> _Your instructions_:
Extract every line in the rows below that contains the word "hand", matching case exactly.

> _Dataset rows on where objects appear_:
** Begin **
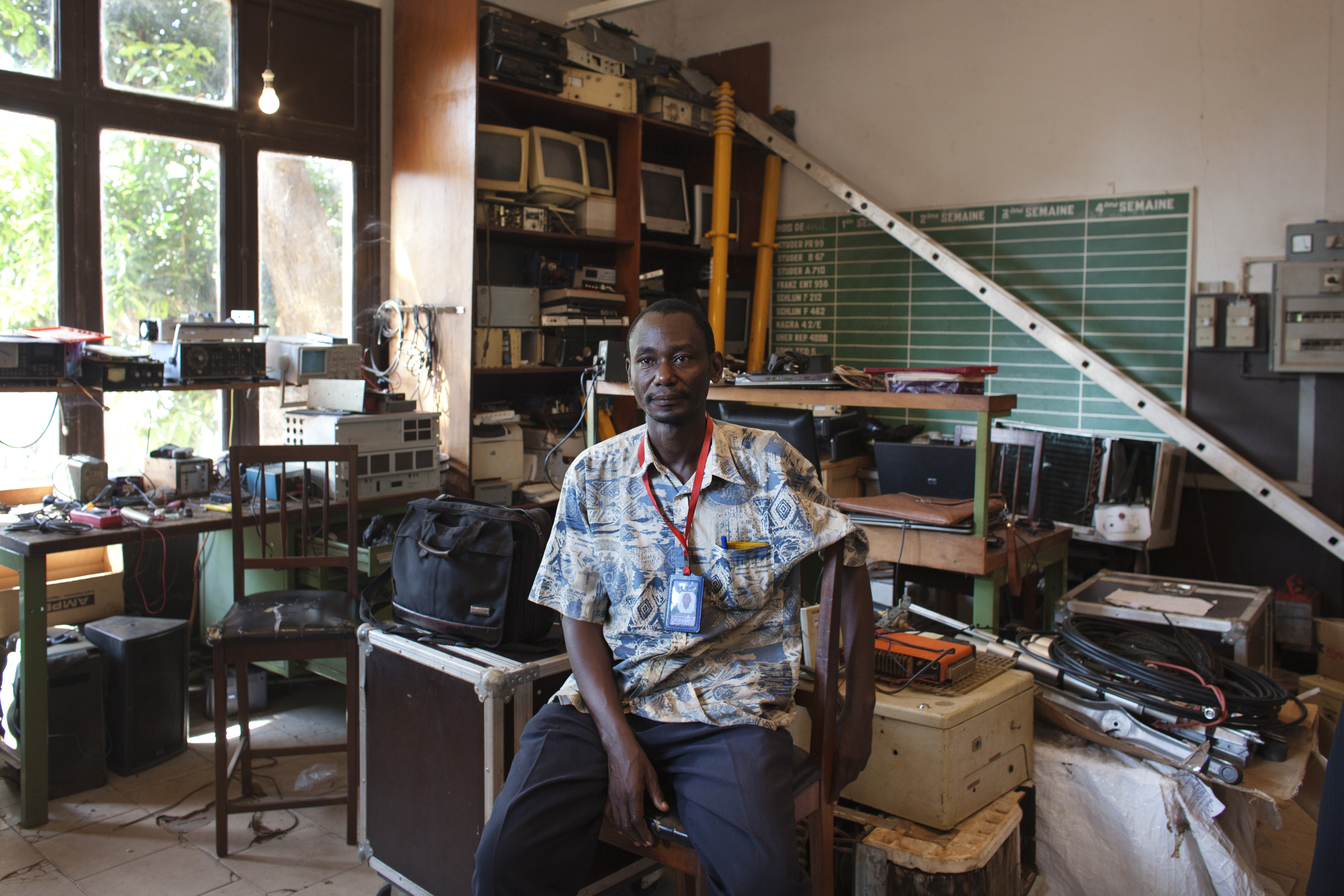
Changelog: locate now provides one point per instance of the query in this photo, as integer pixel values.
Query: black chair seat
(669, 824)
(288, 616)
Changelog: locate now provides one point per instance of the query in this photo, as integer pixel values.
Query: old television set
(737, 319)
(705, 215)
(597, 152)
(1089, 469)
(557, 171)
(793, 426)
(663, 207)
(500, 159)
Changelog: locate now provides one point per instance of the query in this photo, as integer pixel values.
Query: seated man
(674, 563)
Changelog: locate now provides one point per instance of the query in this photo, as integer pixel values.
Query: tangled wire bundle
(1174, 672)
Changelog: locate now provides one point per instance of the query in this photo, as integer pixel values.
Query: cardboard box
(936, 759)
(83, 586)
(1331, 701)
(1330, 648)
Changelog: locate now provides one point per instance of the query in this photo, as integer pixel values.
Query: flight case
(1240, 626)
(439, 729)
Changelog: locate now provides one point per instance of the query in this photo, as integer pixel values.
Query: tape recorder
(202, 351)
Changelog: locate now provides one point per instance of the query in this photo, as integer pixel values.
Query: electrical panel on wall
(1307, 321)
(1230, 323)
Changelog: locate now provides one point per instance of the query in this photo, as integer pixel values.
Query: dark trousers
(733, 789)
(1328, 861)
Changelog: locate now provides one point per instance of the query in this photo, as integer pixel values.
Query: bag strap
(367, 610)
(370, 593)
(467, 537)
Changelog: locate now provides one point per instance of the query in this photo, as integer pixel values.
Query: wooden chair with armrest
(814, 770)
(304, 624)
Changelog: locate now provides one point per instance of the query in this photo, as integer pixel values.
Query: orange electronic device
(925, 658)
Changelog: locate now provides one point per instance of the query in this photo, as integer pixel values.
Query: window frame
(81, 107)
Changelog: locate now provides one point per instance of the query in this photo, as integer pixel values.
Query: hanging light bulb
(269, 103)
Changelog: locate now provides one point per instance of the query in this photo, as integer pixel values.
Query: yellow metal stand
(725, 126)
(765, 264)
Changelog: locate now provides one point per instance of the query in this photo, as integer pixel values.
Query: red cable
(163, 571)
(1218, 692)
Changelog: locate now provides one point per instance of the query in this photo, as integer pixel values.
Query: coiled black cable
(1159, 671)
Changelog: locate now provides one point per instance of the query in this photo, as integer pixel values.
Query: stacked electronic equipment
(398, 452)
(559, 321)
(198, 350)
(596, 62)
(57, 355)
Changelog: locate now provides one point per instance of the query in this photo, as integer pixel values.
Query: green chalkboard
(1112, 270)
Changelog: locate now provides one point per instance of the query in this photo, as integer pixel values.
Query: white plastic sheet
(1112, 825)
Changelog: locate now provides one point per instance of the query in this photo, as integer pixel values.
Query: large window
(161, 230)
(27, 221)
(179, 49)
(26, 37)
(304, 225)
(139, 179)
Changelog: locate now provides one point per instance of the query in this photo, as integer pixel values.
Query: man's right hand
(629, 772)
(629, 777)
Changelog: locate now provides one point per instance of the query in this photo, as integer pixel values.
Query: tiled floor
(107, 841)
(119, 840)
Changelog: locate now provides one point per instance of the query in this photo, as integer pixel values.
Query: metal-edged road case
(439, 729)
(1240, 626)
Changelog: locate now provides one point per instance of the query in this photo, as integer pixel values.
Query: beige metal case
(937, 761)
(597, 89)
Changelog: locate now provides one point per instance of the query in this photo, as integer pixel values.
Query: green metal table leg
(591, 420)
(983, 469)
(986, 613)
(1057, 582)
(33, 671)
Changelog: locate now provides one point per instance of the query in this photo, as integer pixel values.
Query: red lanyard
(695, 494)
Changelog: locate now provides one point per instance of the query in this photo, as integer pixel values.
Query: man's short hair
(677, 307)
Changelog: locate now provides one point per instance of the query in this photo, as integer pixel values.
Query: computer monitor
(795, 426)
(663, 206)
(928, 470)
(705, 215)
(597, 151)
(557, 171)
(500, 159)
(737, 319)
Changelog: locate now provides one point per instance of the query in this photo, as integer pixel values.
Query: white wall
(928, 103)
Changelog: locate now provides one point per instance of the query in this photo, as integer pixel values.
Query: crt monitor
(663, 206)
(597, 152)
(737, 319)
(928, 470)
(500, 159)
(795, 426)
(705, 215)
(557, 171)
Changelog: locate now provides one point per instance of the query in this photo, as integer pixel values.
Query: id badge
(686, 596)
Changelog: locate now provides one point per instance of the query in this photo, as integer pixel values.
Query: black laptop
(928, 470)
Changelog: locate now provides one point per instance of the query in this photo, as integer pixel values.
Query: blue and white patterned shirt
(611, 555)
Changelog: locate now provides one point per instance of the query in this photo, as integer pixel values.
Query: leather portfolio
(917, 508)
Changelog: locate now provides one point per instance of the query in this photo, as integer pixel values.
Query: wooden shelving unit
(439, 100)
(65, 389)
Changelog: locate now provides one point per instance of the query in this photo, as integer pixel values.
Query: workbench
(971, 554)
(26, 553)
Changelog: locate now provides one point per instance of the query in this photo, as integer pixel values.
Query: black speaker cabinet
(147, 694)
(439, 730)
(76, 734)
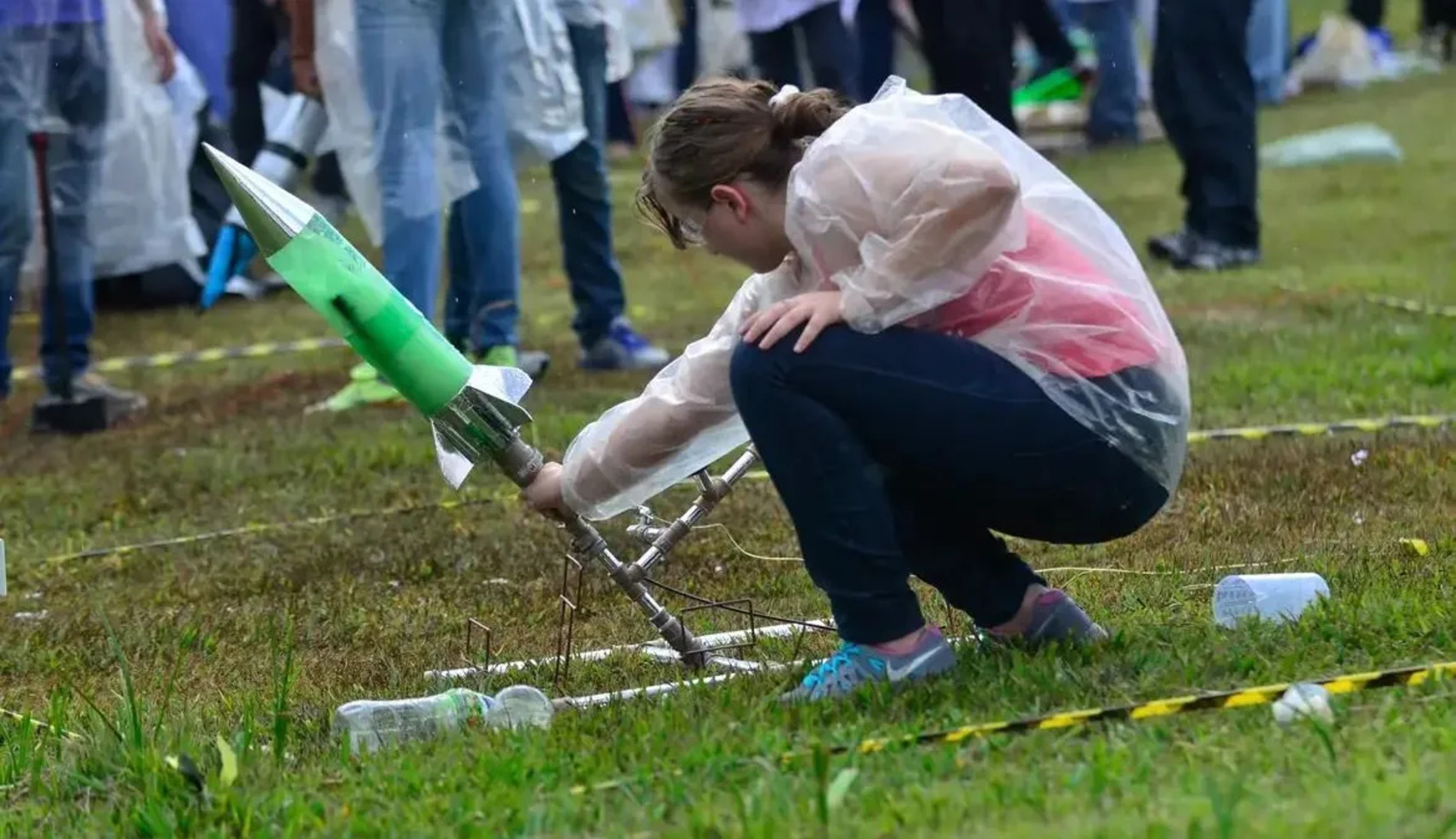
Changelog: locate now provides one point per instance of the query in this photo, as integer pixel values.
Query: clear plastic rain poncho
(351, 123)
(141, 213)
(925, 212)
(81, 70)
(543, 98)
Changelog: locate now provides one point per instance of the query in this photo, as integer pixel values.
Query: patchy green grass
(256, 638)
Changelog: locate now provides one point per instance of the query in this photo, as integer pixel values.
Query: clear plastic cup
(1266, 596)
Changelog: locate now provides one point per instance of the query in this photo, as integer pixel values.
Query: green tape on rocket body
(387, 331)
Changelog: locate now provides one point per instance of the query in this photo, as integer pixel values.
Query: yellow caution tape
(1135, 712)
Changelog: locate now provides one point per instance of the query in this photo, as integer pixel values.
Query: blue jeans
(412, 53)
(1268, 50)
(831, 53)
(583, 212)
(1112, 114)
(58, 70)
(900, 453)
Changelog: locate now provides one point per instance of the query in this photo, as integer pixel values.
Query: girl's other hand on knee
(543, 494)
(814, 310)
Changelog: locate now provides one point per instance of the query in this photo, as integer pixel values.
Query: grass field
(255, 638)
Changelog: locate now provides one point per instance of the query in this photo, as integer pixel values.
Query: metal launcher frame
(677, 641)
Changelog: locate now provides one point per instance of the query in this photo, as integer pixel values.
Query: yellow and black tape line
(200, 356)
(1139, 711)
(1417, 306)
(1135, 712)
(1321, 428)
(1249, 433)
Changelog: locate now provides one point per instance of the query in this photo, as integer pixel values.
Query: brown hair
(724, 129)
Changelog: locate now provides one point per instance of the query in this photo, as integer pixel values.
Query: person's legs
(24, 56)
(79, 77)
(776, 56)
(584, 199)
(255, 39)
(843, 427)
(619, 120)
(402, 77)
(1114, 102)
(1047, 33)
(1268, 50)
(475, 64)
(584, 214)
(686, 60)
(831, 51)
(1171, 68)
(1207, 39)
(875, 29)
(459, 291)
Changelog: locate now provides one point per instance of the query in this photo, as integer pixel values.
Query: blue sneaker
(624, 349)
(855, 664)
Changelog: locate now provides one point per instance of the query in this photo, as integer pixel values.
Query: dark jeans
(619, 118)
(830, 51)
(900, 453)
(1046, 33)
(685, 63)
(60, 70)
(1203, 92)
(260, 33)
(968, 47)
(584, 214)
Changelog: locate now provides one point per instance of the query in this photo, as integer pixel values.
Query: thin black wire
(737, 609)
** End **
> _The completed task_:
Query: man's right hand
Query: girl's other hand on knee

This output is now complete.